-- TEXT FOR ANALYSIS follows --

Tuesday, July 13, 2010
Caught between doing what is right and what feels right....
I spent last week in Alaska, it was AMAZING! While the purpose was a business trip I was able to talk a friend into tagging along and that made it a lot more fun. We actually stayed through the weekend and got to do some great sightseeing. Throughout the trip we got to do a decent amount of bonding with nature, including hiking on a mountain, freezing our butts off in the pouring rain and wind to see glaciers and icebergs (which btw make a pretty good margarita) and even found a moose on the side of the road at 11:30pm. Food wise it was a good trip, we made the committment at the beginning that none of our meals would be fast food or chain...and we succeeded. We ate LOTS of fresh snow crab, some halibut and even tried a reindeer hot dog.
It was one of the most fun vacations I have taken in a long time. But I have to admit by the end I was ready to be back to my creature comforts...I have become a lot more "Sex in the City" these days than I am "Northern Exposure". But I am proud of myself for having tried a lot of things I would never have even thought of 6 months ago....hiking on a mountain, climbing a fence to have my picture taken, crawling into a stream and over the rocks, hiking up an abandoned gold mine (and using the toliet there *grin*), and standing on the top open deck of a catamaran in the rain and wind. It reminds me yet again how far I have come with my leg.
This upcoming weekend is the ACS Relay for Life. I am so excited not only to do the event, but because three of the four people on the planet who I know love me without a doubt and 100% just as I am, and have for a very long time are flying in for the weekend (sorry you cant be here April btw..and you are the 4th btw). This means more to me than I can put into words. I will never forget when Donna told me she was coming, I asked her "really?"...it was a feeling of disbelief that these people would take time and spend money to come do this with me. And how am I repaying them...Gui will be kicking their butts on Saturday *smile*.
It is going to be a great weekend, beyond the Relay we are having a party Saturday night with a lot of my local dear friends, we are working out, we are heading to the Mall of America and probably getting very little sleep. Considering it is the first time two of three have been to my home since we were in High School I am very excited.
Life is good, which makes where I am at today even more frustrating for me. I am at a really low place with my body and food. How I got here is a long story (another post another time) but in short a week ago we stopped my nearly no carb way of eating again, and are trying to go back to better balance. I KNOW this is the right thing biologically, I know the body can no survive on protein only. I logically know all this. But logic is where me being ok with it ends.
I am struggling over the impact on my body. My body does not react well to carbs. I have a tendency to retain fluid badly when I eat them. And during the few weeks I had all but eliminated them I was down a lot of weight, I felt great and I had a lot of energy. Now, I feel bloated, fat, ugly...my weight is up (although havent been on the scale I know that even if y weight is the same or down, it is not so around my abdomen...nothing fits right and all my clothes look like crap. I look pregnant! WHICH I AM NOT btw).

-- TEXT FOR ANALYSIS concluded --
-- RECORDS PROVIDED follows --

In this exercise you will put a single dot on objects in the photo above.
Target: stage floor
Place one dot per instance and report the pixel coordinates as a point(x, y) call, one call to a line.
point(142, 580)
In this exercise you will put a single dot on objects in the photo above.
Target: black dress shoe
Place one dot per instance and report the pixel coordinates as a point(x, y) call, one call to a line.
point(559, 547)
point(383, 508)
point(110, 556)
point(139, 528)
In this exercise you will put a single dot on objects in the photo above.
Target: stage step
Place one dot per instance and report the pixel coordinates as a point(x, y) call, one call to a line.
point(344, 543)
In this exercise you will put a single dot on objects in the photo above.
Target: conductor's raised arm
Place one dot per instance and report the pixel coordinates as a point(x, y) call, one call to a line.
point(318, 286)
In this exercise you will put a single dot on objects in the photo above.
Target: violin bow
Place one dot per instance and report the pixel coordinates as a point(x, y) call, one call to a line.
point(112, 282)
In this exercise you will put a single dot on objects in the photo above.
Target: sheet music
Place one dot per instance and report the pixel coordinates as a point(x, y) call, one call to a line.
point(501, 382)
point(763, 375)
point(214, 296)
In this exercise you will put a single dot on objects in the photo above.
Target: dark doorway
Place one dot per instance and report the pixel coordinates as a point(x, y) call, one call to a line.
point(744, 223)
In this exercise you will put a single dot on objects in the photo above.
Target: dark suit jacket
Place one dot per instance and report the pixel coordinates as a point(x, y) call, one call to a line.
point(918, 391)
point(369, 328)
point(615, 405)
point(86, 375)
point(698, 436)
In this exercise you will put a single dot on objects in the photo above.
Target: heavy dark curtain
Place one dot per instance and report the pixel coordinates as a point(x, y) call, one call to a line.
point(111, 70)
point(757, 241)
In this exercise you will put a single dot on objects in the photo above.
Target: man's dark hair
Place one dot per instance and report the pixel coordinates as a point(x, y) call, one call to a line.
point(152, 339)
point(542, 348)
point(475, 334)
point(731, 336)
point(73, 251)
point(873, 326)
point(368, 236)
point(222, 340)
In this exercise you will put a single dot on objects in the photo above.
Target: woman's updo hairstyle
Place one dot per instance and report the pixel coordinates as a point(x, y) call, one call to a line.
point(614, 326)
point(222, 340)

-- RECORDS PROVIDED concluded --

EXERCISE AIM: In the blog post, what kind of hot dog did the writer try during the Alaska trip?

TASK SOLUTION: A reindeer hot dog.